### Problem description:
Retype the lines from the first one in the records down to the line containing "Target: fox ear", counting both, and leave out any pictures.

● ● ● ● ●

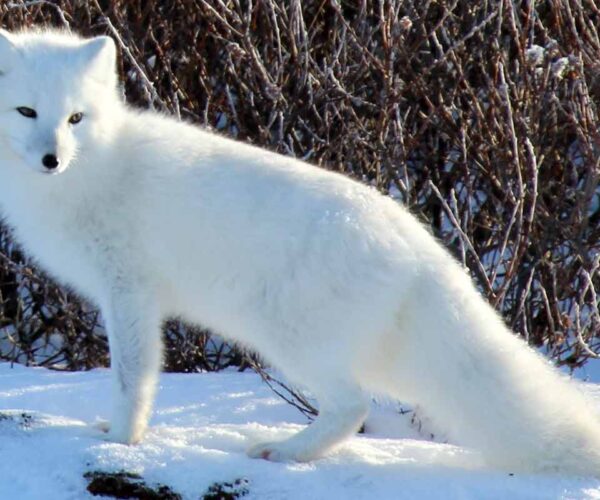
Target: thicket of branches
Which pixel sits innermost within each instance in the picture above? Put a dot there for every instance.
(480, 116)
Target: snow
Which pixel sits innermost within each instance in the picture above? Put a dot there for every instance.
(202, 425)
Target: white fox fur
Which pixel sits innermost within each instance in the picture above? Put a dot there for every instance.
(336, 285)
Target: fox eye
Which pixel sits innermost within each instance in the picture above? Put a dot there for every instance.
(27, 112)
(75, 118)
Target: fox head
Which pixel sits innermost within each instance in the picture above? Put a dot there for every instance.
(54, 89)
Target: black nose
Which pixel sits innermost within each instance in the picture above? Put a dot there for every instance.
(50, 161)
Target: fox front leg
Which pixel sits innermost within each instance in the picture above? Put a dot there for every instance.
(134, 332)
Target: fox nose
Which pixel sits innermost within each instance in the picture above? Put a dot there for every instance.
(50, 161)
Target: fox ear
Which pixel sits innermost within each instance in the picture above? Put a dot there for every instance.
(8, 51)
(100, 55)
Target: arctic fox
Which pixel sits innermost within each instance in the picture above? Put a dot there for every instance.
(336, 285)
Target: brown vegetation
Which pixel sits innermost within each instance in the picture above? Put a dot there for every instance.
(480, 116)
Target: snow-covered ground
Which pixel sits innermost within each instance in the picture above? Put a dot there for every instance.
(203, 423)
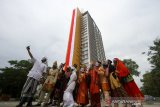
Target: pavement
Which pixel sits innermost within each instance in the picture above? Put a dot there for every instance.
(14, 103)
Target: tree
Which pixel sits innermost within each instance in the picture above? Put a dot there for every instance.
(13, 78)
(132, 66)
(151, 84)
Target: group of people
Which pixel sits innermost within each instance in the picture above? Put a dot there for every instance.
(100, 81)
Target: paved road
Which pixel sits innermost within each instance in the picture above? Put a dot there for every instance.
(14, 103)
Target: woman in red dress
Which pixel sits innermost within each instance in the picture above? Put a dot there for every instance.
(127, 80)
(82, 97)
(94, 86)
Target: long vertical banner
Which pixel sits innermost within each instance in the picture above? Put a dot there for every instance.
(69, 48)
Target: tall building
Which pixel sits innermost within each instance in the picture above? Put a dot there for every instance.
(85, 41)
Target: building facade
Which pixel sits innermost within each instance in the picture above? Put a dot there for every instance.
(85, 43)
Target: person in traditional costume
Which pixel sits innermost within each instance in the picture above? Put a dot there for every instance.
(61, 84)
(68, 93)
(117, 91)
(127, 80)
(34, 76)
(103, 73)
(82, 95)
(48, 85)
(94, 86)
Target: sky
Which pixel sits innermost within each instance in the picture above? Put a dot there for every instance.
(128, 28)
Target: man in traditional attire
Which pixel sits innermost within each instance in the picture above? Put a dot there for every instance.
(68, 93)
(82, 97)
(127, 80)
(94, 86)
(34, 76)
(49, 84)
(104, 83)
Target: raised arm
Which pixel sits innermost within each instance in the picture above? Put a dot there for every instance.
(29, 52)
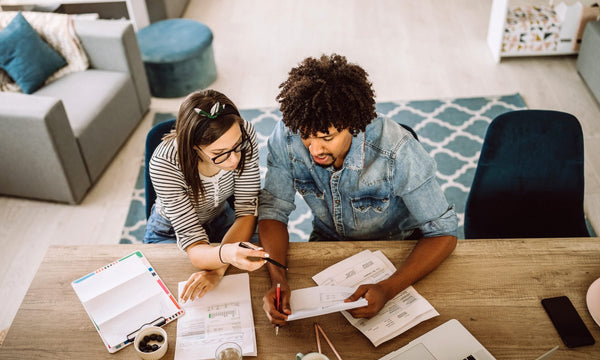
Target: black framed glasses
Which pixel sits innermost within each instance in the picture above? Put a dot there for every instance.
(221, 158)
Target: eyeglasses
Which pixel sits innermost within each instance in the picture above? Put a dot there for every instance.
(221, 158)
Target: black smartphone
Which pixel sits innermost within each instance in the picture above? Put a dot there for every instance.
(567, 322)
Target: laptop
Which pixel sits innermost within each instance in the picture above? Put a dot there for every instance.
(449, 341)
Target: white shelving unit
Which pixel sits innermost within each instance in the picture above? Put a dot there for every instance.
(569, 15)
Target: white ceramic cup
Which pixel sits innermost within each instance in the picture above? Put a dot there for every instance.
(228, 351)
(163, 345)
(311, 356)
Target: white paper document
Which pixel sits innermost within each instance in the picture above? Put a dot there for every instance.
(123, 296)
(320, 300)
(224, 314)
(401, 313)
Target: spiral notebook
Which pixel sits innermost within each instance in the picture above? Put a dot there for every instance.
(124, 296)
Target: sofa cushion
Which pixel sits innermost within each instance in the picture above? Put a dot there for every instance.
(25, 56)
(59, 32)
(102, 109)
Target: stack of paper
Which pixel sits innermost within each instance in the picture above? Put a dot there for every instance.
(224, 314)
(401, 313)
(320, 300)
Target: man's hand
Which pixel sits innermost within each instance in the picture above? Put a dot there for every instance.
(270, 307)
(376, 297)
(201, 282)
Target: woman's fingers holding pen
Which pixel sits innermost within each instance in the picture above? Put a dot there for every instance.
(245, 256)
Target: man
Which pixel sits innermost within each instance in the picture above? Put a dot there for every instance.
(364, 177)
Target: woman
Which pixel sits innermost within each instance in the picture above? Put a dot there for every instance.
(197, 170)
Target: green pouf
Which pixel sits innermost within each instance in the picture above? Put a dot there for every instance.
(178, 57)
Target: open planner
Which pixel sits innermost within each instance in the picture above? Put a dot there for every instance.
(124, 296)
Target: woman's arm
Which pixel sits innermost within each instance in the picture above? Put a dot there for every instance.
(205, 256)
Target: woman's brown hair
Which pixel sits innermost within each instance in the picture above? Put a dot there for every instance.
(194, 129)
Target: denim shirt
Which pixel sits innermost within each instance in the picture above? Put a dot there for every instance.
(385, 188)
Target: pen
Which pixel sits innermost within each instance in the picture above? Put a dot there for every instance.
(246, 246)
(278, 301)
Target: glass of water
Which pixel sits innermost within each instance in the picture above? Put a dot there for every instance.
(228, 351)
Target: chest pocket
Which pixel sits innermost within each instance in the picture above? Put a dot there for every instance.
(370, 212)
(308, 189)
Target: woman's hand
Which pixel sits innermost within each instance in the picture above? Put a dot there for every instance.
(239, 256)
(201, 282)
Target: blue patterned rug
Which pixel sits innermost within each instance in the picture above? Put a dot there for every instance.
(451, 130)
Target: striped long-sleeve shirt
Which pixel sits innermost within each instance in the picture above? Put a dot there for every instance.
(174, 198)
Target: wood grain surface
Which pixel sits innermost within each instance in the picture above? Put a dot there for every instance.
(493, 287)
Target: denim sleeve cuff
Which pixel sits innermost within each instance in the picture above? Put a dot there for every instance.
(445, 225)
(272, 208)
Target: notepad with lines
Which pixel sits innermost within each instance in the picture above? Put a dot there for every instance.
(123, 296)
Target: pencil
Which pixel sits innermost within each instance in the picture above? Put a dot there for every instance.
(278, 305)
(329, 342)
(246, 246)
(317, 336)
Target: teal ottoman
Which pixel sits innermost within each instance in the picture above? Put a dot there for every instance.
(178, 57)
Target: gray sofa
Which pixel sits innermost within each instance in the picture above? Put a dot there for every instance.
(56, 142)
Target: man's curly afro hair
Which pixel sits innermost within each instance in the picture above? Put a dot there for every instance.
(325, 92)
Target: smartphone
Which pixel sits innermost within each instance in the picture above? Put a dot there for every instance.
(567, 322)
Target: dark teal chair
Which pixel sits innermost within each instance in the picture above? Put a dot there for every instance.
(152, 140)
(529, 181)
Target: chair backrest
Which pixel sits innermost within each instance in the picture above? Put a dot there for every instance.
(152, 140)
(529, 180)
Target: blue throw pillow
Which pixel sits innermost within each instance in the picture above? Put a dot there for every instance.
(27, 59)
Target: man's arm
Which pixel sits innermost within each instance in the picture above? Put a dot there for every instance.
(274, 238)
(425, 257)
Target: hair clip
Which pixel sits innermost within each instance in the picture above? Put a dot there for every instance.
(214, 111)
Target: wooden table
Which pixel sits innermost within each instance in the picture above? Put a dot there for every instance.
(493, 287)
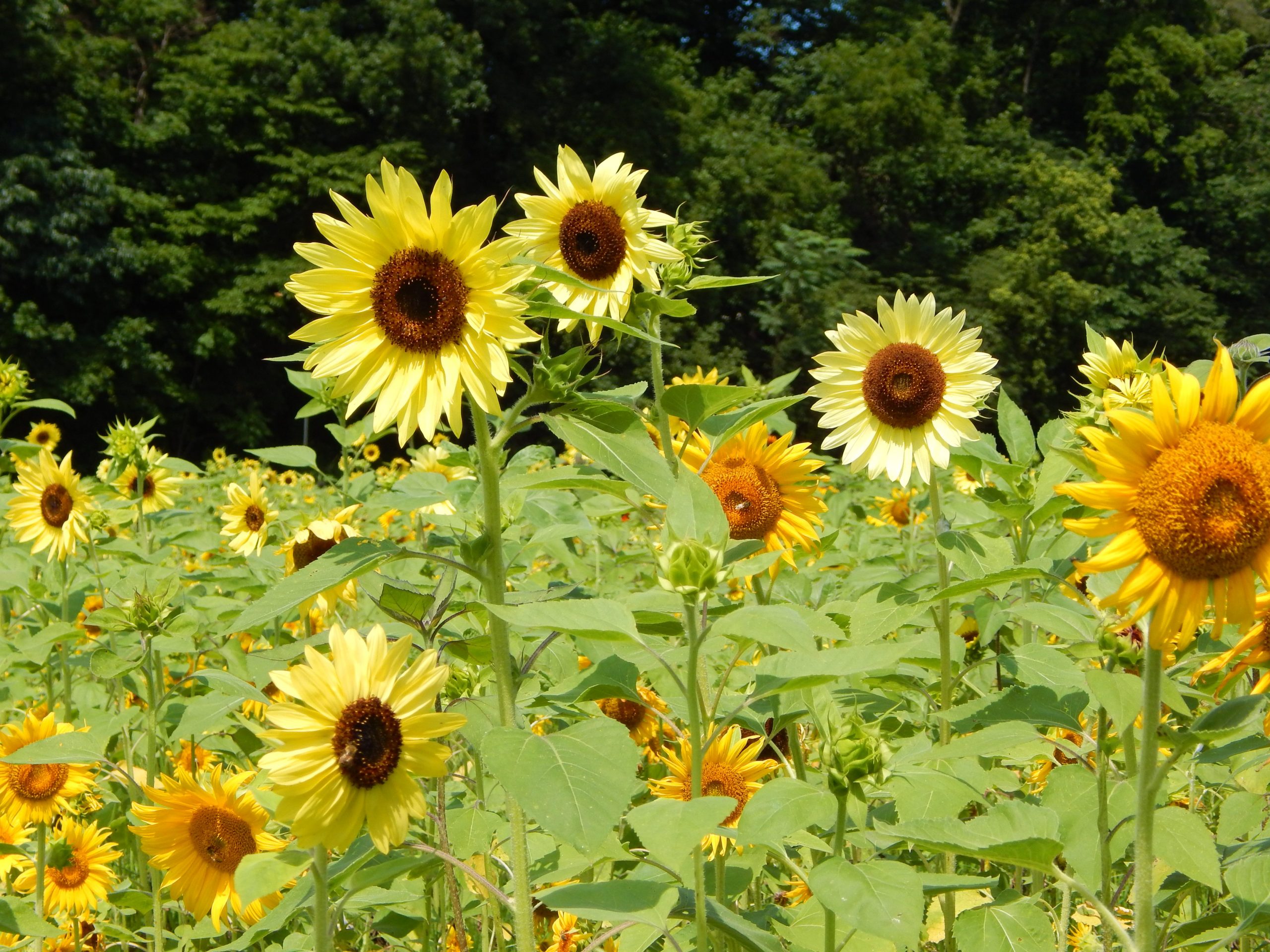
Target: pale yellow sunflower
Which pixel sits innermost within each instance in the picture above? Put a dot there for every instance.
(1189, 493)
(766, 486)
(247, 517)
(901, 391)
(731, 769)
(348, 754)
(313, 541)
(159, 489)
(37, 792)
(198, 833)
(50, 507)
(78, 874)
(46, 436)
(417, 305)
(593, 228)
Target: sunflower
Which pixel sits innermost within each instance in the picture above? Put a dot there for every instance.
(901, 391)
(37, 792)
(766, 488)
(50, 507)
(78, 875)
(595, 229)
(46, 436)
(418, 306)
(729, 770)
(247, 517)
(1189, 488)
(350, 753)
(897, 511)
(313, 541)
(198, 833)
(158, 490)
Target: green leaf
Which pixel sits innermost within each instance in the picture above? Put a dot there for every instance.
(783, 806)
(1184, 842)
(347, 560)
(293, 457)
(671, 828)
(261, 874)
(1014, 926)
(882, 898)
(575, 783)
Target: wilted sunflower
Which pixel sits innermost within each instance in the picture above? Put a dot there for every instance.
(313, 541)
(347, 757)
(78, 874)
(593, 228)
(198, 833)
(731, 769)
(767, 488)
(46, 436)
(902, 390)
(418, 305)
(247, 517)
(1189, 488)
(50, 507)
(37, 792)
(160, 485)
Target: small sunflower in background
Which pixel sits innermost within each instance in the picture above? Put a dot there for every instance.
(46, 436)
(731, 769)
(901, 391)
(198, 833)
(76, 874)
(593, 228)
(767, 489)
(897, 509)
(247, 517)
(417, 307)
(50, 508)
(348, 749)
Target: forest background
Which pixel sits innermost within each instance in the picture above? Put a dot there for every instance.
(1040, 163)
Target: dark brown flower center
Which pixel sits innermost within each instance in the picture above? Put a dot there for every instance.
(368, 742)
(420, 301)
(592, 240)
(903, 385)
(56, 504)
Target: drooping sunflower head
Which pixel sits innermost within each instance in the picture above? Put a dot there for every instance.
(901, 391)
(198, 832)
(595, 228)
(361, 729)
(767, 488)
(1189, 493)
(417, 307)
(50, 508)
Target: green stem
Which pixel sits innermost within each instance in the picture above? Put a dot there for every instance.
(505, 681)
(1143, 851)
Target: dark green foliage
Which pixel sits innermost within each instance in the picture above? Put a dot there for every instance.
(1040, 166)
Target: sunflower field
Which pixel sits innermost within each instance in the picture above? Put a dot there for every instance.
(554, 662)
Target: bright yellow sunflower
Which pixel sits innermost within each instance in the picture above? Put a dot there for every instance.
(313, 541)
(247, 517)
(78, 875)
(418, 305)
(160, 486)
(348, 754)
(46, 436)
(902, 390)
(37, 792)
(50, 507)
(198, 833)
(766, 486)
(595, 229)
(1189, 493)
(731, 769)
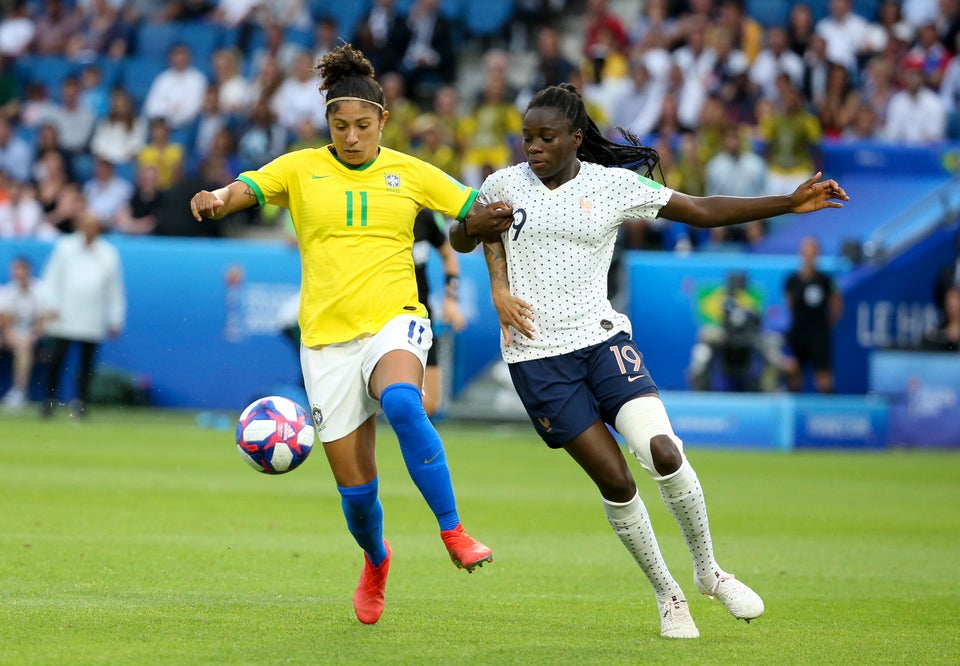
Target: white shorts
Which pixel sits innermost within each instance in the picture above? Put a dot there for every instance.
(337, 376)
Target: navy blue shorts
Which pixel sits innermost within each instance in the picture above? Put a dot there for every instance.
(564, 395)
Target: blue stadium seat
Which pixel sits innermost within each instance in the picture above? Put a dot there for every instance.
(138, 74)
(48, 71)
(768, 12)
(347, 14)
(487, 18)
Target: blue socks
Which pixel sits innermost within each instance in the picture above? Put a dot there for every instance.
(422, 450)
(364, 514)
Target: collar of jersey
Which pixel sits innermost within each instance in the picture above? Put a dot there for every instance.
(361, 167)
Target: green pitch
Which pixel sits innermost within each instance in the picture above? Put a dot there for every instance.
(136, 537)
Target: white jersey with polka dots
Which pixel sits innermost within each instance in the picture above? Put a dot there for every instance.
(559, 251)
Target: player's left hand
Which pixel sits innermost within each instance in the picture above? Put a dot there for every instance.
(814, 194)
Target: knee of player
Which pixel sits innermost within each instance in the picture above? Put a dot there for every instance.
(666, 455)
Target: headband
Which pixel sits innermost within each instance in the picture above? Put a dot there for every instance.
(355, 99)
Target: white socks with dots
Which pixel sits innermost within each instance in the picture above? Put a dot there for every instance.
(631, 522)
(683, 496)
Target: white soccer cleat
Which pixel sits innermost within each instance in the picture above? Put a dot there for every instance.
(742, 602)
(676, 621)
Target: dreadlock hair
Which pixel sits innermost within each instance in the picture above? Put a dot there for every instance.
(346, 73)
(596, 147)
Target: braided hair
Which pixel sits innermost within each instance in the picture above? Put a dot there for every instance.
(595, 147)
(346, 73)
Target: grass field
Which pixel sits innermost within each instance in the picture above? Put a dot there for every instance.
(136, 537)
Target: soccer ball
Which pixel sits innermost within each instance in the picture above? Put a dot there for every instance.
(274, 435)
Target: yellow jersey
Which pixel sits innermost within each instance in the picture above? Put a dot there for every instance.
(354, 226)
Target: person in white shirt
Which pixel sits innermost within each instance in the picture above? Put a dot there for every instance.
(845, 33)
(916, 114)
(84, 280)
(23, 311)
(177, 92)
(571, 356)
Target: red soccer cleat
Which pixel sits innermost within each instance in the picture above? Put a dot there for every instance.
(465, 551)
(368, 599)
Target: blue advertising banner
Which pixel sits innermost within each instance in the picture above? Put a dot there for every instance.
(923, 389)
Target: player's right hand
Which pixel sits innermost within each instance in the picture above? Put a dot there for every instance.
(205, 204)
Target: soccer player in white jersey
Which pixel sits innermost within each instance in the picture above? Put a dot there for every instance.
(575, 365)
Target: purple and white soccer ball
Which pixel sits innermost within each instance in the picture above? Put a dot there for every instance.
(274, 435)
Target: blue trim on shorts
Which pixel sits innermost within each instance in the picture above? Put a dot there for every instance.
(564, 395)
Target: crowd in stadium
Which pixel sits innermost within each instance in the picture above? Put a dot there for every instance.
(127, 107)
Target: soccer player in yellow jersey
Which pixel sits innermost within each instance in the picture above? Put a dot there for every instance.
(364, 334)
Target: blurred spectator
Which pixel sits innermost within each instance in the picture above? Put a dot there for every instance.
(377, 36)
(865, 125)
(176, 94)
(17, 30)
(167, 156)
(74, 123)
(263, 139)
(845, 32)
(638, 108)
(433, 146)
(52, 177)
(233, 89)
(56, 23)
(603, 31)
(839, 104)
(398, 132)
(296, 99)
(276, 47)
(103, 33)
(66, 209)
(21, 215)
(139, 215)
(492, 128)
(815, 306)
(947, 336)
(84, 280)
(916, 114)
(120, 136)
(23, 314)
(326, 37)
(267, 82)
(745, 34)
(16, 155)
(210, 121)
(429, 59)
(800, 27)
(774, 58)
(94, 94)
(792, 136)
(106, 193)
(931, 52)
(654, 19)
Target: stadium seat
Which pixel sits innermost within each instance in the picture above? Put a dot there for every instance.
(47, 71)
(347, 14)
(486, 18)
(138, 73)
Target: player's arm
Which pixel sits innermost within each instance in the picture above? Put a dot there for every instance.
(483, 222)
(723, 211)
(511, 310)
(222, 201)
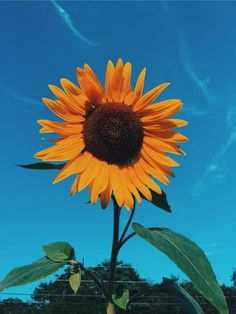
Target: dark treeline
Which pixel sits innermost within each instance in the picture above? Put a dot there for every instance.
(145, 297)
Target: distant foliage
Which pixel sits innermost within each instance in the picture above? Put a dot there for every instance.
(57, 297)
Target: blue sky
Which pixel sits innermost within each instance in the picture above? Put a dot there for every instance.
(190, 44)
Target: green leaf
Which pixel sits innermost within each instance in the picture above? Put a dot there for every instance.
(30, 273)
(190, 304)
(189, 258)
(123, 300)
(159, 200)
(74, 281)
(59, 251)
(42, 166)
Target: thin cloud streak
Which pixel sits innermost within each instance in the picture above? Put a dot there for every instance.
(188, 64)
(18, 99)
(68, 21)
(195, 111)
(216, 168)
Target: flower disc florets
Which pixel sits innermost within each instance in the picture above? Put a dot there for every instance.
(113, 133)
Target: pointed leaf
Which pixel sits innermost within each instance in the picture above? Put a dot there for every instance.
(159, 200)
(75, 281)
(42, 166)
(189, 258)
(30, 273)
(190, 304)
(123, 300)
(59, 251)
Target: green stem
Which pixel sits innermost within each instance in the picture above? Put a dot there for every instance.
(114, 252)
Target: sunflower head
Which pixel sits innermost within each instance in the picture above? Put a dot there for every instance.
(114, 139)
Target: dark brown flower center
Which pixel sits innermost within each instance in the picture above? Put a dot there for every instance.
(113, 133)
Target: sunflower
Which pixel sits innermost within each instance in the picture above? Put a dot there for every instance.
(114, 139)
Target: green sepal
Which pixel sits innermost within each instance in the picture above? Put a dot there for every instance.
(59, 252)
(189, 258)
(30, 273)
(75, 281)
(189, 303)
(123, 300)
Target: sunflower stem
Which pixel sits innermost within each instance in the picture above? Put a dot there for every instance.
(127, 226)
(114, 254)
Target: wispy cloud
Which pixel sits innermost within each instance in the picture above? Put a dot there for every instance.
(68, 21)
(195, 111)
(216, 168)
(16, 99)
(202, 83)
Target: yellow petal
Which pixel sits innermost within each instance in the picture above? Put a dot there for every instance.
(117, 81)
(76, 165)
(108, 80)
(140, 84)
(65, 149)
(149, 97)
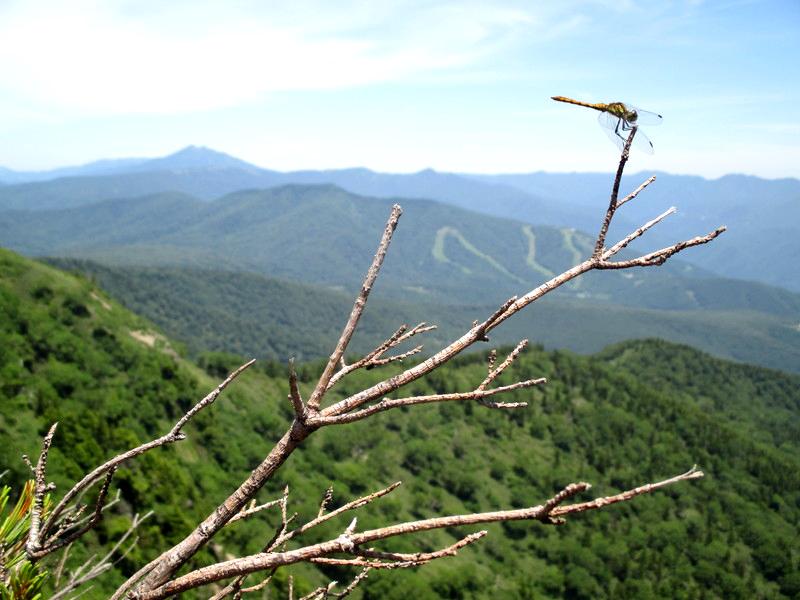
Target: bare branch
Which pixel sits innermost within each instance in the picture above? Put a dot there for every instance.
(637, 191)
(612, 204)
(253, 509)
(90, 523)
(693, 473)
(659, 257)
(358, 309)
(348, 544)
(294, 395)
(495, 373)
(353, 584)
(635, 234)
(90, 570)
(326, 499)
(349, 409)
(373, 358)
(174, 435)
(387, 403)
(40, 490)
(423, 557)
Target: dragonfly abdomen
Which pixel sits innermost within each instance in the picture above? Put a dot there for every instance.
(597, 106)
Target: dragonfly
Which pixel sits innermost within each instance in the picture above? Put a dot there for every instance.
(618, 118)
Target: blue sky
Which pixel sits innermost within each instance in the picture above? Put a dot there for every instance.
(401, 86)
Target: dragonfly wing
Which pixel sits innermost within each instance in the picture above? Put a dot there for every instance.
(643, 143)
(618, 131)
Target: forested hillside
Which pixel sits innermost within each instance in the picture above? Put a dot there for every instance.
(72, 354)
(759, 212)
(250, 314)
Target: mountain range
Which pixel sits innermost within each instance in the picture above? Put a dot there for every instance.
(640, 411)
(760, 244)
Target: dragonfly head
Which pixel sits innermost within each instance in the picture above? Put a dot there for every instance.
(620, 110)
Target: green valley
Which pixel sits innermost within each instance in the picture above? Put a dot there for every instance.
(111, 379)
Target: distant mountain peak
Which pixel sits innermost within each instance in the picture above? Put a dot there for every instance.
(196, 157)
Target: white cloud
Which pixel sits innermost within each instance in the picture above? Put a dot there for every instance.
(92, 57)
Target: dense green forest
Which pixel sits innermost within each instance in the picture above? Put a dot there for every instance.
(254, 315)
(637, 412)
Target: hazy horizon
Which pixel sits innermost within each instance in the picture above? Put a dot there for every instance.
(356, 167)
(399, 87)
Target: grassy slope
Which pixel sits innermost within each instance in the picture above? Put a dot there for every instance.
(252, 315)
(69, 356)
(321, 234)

● ● ● ● ●

### Answer for this exercise:
Target: thicket of branches
Which pixel sits innermost within each instance in the picture above? Put a dot there for every instance.
(480, 116)
Target: snow
Which pixel sits innermost within each instance in the picture above? Put a dot there for every instance.
(202, 425)
Target: white fox fur
Which pixel sits innermost within each instance in the picture above? Put a dot there for every instance.
(336, 285)
Target: fox eye
Which pixel sits innermost within each instance in the picture above? Put a dot there for every instance.
(27, 112)
(75, 118)
Target: fox head
Which pixel sits innermost within each instance in the picture above? Put a dot there for every instance.
(54, 89)
Target: black nose
Which pixel sits innermost within each instance in the picture above? Put a dot there for every instance.
(50, 161)
Target: fox front leg
Which pixel sits innermost within each instance in the picture above? Put a dot there for every instance.
(134, 332)
Target: fox nose
Which pixel sits innermost within each instance in the picture above? Put a dot there for every instance.
(50, 161)
Target: fox ear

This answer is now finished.